■ **Task statement**: Copy the records word for word, starting at the line that contains "Can you find the dry" and ending at the end of the records, and leave the pictures out of your copy.

■ **Supplied data**:
● ● ● ●

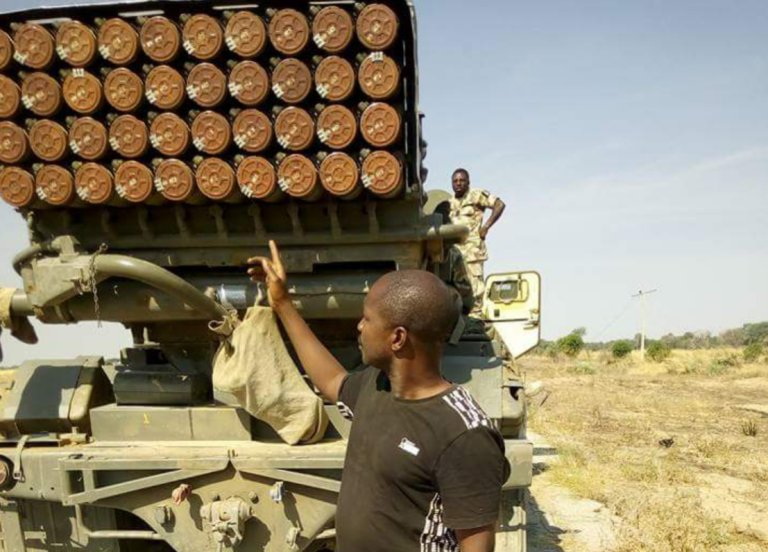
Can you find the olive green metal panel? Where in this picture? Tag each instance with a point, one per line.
(162, 423)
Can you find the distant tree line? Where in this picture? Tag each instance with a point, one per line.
(752, 337)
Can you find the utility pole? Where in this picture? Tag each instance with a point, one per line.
(642, 294)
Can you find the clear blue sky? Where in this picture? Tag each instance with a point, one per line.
(628, 139)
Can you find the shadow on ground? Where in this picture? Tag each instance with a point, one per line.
(542, 536)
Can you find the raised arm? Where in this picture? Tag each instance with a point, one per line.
(496, 211)
(321, 366)
(481, 539)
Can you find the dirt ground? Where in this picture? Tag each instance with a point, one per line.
(668, 456)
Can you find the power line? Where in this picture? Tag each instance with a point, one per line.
(614, 320)
(642, 295)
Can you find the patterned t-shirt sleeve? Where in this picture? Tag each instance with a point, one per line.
(350, 391)
(470, 473)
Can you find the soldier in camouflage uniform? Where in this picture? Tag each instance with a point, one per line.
(468, 207)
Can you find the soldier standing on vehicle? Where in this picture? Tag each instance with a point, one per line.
(424, 465)
(468, 206)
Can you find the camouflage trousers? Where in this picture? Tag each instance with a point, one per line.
(469, 279)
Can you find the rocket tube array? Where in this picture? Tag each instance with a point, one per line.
(232, 106)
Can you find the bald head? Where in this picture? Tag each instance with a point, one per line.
(419, 302)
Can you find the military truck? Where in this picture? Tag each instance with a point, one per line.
(153, 147)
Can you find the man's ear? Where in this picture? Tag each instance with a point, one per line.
(399, 339)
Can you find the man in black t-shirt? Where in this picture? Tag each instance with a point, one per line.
(424, 466)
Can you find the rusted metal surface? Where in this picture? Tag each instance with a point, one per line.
(41, 94)
(88, 138)
(211, 133)
(76, 44)
(203, 37)
(124, 90)
(246, 34)
(335, 79)
(6, 50)
(252, 131)
(118, 41)
(294, 129)
(160, 39)
(297, 176)
(336, 126)
(14, 143)
(258, 179)
(175, 180)
(291, 81)
(289, 31)
(377, 26)
(165, 87)
(170, 134)
(333, 29)
(134, 182)
(10, 97)
(216, 179)
(249, 83)
(129, 136)
(206, 85)
(83, 92)
(35, 46)
(94, 183)
(380, 125)
(383, 174)
(379, 76)
(49, 140)
(55, 185)
(340, 176)
(17, 187)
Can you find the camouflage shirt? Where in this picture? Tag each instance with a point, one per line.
(469, 211)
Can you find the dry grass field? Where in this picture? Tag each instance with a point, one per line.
(675, 450)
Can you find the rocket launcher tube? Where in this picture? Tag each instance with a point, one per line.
(246, 34)
(203, 37)
(76, 44)
(118, 41)
(333, 29)
(6, 50)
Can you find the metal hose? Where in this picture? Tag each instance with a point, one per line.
(122, 266)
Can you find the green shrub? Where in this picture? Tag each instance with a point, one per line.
(721, 365)
(658, 351)
(753, 352)
(583, 369)
(620, 349)
(571, 345)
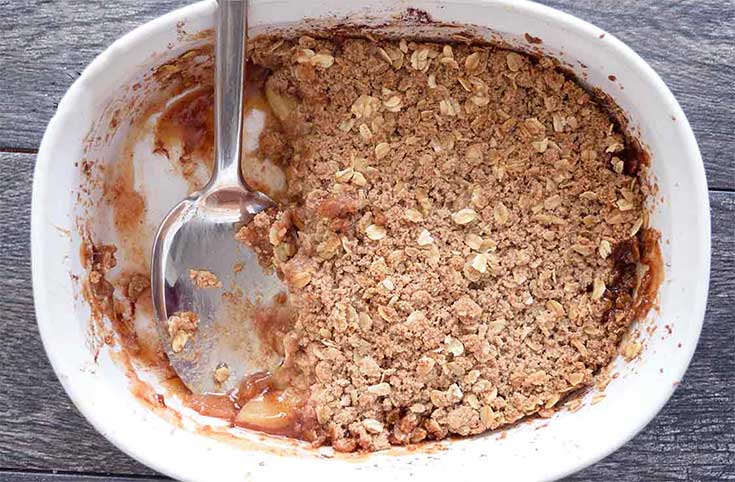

● ● ● ●

■ **In response**:
Can you find the dry grass field? Where in this picture? Tag each instance with a point, one per line.
(675, 450)
Can you find the rocket launcher tube? Where in this picture? Tag each instance with a point, one per line.
(246, 34)
(203, 37)
(76, 44)
(118, 41)
(333, 29)
(6, 50)
Can you find the metal hose? Where in this picture? Tag each instance with a point, one per line.
(122, 266)
Can you find the green shrub? Where in this picture? Tag each instance with a point, one per line.
(721, 365)
(658, 351)
(753, 352)
(583, 369)
(620, 349)
(571, 345)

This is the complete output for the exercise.